_GOAL OF THE EXERCISE_
Although the listing contains pictures, reproduce only its text, exactly as written.

*** DATA RECORDS Section Begins ***

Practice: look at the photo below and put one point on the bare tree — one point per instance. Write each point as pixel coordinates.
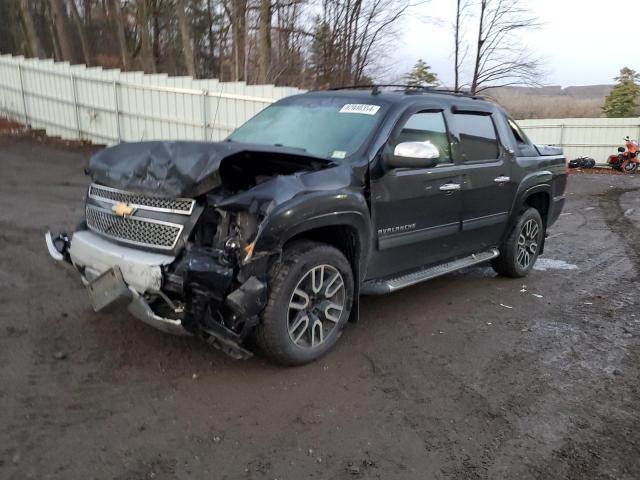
(264, 41)
(238, 14)
(115, 11)
(459, 46)
(499, 61)
(61, 25)
(80, 27)
(146, 50)
(33, 42)
(185, 36)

*** DATA RECORDS Section Ends ***

_WRITTEN RESPONSE_
Practice: look at the photo below and put one point on the bare tree — one point per instance. Write each point as pixel coordinates.
(264, 41)
(238, 14)
(115, 11)
(459, 46)
(499, 61)
(61, 25)
(80, 27)
(146, 50)
(33, 42)
(185, 36)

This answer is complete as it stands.